■ DATA TO EXAMINE:
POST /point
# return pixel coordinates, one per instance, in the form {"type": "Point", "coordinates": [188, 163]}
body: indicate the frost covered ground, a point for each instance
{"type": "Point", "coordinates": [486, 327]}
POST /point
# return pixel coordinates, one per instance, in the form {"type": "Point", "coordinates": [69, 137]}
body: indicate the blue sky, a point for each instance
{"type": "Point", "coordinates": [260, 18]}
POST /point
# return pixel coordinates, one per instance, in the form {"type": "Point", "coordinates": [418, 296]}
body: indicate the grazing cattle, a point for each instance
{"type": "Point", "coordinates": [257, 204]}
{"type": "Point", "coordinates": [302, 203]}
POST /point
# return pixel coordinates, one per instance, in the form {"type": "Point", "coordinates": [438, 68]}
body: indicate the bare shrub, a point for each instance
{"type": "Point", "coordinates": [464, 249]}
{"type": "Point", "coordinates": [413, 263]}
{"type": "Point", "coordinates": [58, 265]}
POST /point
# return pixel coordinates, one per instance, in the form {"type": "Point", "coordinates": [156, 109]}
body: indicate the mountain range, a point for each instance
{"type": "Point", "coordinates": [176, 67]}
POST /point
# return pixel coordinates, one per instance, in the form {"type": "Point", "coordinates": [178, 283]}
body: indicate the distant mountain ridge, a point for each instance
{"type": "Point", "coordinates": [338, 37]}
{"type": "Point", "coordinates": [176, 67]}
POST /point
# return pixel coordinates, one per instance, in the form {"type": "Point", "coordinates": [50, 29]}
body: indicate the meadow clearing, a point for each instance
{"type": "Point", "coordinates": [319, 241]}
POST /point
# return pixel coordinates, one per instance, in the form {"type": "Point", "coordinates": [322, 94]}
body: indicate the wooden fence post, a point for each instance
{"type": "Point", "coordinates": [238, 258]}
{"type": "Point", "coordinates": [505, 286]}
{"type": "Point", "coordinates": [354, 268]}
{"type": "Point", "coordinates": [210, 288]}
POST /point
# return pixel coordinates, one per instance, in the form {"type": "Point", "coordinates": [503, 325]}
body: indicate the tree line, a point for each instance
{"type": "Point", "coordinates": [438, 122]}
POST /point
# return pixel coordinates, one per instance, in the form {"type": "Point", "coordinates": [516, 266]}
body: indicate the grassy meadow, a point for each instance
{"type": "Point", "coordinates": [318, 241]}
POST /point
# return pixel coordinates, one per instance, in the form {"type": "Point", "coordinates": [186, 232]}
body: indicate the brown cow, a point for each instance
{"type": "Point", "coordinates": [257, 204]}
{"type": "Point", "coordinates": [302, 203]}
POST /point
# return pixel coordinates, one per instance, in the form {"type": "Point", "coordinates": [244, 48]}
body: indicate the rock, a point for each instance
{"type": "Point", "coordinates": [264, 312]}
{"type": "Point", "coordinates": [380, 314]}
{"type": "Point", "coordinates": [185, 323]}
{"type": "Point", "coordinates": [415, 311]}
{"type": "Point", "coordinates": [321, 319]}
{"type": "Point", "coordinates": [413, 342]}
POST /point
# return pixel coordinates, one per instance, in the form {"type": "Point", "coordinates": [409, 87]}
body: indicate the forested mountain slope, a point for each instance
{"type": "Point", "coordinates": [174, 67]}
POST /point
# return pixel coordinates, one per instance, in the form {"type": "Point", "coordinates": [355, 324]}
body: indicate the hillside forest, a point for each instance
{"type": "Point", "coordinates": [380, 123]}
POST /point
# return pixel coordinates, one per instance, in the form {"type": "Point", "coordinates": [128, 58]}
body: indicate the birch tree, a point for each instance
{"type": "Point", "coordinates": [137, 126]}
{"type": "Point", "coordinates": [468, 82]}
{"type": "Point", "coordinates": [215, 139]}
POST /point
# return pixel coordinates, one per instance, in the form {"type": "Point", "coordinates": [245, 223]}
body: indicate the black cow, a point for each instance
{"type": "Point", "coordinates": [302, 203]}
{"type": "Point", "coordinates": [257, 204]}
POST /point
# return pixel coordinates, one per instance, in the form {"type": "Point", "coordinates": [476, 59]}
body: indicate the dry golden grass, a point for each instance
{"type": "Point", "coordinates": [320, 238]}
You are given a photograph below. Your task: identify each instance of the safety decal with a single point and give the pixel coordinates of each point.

■ PROBLEM TO WORK ON:
The only acceptable answer is the full set of entries, repeated exactly.

■ RESULT BELOW:
POST /point
# return pixel coordinates, one per instance, in the form {"type": "Point", "coordinates": [188, 163]}
body: indicate the frost covered ground, a point for each instance
{"type": "Point", "coordinates": [486, 327]}
POST /point
# return pixel coordinates, one per instance, in the form {"type": "Point", "coordinates": [69, 137]}
body: indicate the blue sky, a point for each instance
{"type": "Point", "coordinates": [260, 18]}
POST /point
# return pixel coordinates, one per instance, in the form {"type": "Point", "coordinates": [418, 296]}
body: indicate the grazing cattle, a point for each instance
{"type": "Point", "coordinates": [257, 204]}
{"type": "Point", "coordinates": [302, 203]}
POST /point
# return pixel coordinates, one per instance, in the form {"type": "Point", "coordinates": [438, 68]}
body: indicate the bare shrub, a point for each instance
{"type": "Point", "coordinates": [464, 249]}
{"type": "Point", "coordinates": [413, 263]}
{"type": "Point", "coordinates": [58, 265]}
POST /point
# return pixel coordinates, one per instance, in the form {"type": "Point", "coordinates": [156, 109]}
body: indicate the mountain range, a point for each instance
{"type": "Point", "coordinates": [176, 67]}
POST /point
# return pixel coordinates, one per instance, in the form {"type": "Point", "coordinates": [178, 283]}
body: indicate the distant mountain ridge, a point for each instance
{"type": "Point", "coordinates": [338, 37]}
{"type": "Point", "coordinates": [176, 67]}
POST /point
# return pixel coordinates, one per instance, in the form {"type": "Point", "coordinates": [50, 29]}
body: indicate the meadow clearing, a point for each instance
{"type": "Point", "coordinates": [319, 241]}
POST /point
# return pixel coordinates, one per instance, in the form {"type": "Point", "coordinates": [322, 94]}
body: indicate the wooden fence post, a point for each instance
{"type": "Point", "coordinates": [238, 258]}
{"type": "Point", "coordinates": [505, 286]}
{"type": "Point", "coordinates": [354, 268]}
{"type": "Point", "coordinates": [210, 288]}
POST /point
# return pixel coordinates, one per instance, in the form {"type": "Point", "coordinates": [503, 325]}
body: indicate the tree line, a point for each instance
{"type": "Point", "coordinates": [438, 122]}
POST /point
# return pixel coordinates, one per instance, in the form {"type": "Point", "coordinates": [516, 266]}
body: indicate the grassy meadow, a point for each instance
{"type": "Point", "coordinates": [318, 241]}
POST /point
# return pixel coordinates, one per instance, in the form {"type": "Point", "coordinates": [186, 232]}
body: indicate the brown cow, a point for each instance
{"type": "Point", "coordinates": [257, 204]}
{"type": "Point", "coordinates": [302, 203]}
POST /point
# return pixel coordinates, one per instance, in the form {"type": "Point", "coordinates": [244, 48]}
body: indicate the rock, a point for each instance
{"type": "Point", "coordinates": [264, 312]}
{"type": "Point", "coordinates": [380, 314]}
{"type": "Point", "coordinates": [185, 323]}
{"type": "Point", "coordinates": [415, 311]}
{"type": "Point", "coordinates": [321, 319]}
{"type": "Point", "coordinates": [413, 342]}
POST /point
# return pixel coordinates, one per instance, in the form {"type": "Point", "coordinates": [409, 87]}
body: indicate the forested mountain slope, a point for each instance
{"type": "Point", "coordinates": [174, 67]}
POST /point
# return pixel coordinates, one per instance, in the form {"type": "Point", "coordinates": [355, 324]}
body: indicate the hillside forest, a point for each instance
{"type": "Point", "coordinates": [380, 123]}
POST /point
# return pixel coordinates, one per instance, in the form {"type": "Point", "coordinates": [128, 58]}
body: indicate the birch tree, a point for each instance
{"type": "Point", "coordinates": [137, 126]}
{"type": "Point", "coordinates": [468, 82]}
{"type": "Point", "coordinates": [215, 139]}
POST /point
# return pixel coordinates, one per instance, in the form {"type": "Point", "coordinates": [245, 223]}
body: indicate the black cow, a point for each instance
{"type": "Point", "coordinates": [302, 203]}
{"type": "Point", "coordinates": [257, 204]}
POST /point
# return pixel coordinates, one per instance, in the form {"type": "Point", "coordinates": [476, 59]}
body: indicate the dry golden grass, a point for each instance
{"type": "Point", "coordinates": [320, 238]}
You are given a photograph below. Your task: identify each instance of the safety decal with a single point and give the pixel coordinates of each point.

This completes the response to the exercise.